* begin Source records *
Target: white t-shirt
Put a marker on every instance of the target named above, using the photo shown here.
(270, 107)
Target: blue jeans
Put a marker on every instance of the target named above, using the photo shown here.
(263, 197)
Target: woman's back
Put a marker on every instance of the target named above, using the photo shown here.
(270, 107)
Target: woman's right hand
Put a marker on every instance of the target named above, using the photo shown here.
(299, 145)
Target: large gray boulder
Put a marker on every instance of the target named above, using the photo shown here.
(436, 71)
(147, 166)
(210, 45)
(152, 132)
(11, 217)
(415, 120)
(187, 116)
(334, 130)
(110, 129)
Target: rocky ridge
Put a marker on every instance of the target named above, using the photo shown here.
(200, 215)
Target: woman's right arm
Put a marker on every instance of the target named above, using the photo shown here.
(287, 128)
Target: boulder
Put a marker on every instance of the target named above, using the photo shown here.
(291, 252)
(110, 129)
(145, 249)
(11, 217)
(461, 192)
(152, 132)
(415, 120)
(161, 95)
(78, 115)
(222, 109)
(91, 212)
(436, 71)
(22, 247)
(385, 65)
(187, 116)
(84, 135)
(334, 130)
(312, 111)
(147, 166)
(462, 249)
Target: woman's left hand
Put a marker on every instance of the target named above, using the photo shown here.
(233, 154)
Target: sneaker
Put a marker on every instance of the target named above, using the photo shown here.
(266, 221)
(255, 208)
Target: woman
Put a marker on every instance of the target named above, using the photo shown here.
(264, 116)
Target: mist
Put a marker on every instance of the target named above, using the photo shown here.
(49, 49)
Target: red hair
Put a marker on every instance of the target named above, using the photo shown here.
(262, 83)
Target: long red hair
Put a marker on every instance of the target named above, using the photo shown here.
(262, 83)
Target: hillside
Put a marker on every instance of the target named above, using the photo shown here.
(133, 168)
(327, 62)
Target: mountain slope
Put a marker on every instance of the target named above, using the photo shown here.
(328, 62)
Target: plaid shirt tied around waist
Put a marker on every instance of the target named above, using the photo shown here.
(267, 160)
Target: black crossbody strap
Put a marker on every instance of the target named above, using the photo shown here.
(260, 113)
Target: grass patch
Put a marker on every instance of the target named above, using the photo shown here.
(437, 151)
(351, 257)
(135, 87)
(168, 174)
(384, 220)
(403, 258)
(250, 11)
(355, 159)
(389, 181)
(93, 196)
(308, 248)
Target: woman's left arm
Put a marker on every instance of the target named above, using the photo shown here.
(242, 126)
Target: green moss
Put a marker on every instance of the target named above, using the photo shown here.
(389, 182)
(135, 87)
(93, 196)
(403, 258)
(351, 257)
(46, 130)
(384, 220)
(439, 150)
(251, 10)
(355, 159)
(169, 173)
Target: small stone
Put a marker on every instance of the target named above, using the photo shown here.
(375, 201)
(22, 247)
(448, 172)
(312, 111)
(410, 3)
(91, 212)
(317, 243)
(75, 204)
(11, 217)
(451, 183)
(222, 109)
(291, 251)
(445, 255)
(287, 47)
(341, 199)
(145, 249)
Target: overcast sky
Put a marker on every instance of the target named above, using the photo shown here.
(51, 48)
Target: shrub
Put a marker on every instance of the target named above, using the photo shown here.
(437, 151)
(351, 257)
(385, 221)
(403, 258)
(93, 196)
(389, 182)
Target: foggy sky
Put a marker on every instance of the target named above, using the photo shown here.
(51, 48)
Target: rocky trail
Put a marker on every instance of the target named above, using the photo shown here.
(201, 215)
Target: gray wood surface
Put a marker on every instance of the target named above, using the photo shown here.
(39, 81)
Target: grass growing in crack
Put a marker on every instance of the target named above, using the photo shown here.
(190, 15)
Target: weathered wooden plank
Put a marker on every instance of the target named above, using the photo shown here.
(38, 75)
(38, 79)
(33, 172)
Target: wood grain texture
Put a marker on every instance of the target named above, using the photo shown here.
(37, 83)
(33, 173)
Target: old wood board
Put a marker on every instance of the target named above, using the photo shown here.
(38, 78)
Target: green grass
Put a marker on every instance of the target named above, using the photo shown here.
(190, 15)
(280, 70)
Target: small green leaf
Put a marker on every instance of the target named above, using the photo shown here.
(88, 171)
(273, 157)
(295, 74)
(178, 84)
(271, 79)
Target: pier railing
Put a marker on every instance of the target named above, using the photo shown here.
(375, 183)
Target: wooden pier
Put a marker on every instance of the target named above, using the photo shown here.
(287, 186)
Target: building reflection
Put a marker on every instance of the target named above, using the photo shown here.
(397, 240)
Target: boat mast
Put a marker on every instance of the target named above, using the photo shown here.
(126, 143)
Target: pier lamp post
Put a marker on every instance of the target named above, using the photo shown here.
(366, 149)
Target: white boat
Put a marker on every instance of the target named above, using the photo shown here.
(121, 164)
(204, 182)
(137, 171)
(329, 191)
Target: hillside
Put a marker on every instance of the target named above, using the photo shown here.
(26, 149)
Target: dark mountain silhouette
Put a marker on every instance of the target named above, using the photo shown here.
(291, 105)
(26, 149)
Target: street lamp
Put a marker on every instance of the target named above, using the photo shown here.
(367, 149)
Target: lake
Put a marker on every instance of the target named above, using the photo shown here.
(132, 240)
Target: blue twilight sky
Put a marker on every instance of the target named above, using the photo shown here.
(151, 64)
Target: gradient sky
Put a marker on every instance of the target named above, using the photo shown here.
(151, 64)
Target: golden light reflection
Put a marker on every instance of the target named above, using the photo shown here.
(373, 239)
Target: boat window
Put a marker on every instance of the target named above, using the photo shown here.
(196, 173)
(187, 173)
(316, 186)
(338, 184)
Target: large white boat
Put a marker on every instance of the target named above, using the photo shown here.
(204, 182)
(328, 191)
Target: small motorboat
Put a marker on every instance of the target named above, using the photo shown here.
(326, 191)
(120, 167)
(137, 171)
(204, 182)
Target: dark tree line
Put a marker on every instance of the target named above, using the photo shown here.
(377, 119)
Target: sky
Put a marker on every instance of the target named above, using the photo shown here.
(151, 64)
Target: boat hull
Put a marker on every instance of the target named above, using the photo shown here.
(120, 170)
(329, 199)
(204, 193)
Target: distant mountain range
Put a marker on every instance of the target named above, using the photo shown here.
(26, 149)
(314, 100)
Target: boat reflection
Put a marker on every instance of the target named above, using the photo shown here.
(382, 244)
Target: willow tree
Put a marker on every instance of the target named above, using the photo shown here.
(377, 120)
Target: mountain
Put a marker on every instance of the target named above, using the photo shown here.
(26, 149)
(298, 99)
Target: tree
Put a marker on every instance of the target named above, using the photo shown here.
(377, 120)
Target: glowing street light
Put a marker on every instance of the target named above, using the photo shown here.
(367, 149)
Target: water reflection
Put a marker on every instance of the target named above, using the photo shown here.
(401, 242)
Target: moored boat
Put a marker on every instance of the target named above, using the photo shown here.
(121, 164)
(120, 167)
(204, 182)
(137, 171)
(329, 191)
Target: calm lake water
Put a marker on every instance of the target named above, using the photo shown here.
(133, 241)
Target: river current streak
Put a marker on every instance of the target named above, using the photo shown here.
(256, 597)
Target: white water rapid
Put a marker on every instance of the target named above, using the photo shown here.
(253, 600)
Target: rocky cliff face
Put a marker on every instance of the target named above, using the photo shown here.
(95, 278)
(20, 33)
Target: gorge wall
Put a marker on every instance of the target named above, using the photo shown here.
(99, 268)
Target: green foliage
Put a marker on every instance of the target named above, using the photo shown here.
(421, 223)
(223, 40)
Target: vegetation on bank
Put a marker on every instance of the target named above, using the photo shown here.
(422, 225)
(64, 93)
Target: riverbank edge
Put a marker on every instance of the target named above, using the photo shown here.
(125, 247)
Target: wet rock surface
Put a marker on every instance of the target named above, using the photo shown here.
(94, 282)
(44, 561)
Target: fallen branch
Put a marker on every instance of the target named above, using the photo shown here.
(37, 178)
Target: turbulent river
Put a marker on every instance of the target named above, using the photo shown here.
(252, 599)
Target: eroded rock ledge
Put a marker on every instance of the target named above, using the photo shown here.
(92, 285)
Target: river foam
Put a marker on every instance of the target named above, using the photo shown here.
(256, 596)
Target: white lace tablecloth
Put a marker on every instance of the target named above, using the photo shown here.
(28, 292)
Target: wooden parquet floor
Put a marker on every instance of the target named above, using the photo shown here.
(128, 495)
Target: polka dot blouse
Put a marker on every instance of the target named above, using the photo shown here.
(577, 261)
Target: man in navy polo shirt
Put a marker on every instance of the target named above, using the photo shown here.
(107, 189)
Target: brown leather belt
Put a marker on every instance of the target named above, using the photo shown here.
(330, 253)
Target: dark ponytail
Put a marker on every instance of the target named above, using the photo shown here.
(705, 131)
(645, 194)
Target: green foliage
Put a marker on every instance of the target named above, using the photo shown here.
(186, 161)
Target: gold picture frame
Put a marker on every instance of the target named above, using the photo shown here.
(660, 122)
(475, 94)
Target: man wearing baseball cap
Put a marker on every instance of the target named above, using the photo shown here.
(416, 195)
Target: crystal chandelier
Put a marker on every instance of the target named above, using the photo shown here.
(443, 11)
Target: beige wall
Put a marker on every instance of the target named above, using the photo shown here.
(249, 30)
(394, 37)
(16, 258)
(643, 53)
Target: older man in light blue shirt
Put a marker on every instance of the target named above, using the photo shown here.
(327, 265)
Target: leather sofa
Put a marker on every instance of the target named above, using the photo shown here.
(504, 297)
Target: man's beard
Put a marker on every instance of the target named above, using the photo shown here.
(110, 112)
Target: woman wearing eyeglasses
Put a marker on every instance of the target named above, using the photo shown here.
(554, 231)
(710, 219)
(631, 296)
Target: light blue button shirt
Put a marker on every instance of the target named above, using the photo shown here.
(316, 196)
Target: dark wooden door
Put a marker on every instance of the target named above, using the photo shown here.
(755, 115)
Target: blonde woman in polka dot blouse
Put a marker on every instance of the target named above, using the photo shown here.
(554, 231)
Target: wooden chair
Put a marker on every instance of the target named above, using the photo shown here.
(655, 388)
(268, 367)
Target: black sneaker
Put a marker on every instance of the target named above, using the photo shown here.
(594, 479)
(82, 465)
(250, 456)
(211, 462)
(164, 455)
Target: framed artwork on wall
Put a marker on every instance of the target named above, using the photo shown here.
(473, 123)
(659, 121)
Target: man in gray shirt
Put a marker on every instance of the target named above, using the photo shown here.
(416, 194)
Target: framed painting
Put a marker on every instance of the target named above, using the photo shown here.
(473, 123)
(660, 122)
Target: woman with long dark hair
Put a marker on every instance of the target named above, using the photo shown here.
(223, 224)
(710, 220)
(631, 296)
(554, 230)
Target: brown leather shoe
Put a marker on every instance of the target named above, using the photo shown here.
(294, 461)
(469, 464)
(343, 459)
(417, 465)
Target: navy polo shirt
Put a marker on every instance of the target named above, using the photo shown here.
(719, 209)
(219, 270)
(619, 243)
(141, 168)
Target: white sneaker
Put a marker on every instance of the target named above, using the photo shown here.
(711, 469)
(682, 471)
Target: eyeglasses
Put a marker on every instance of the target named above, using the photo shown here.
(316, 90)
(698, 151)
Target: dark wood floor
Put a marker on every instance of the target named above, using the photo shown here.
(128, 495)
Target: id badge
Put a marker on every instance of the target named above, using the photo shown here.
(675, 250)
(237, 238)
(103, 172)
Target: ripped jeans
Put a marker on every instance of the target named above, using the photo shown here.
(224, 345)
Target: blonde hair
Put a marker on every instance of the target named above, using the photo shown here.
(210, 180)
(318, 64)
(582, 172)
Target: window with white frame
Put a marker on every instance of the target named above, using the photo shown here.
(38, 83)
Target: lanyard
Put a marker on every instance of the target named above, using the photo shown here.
* end Source records *
Aim >> Reproduce verbatim the lines from the one containing "Target: dark wood floor" through the final line of the items above.

Complete response >>
Target: dark wood floor
Put a marker on every instance of the target named above, using the photo shown here.
(128, 495)
Target: id badge
Put a marker on every instance of the target named above, using the photo shown here.
(675, 250)
(237, 238)
(103, 172)
Target: ripped jeans
Put a marker on every instance of the target named above, using the photo shown here.
(224, 345)
Target: blonde hair
Put a marker on every instance of the target named above, using the photo shown here.
(210, 180)
(318, 64)
(582, 172)
Target: window with white frame
Put a marker on every instance of the target named above, using the photo shown here.
(38, 83)
Target: lanyard
Put a marker on every instance of the target named above, using the photo shown here.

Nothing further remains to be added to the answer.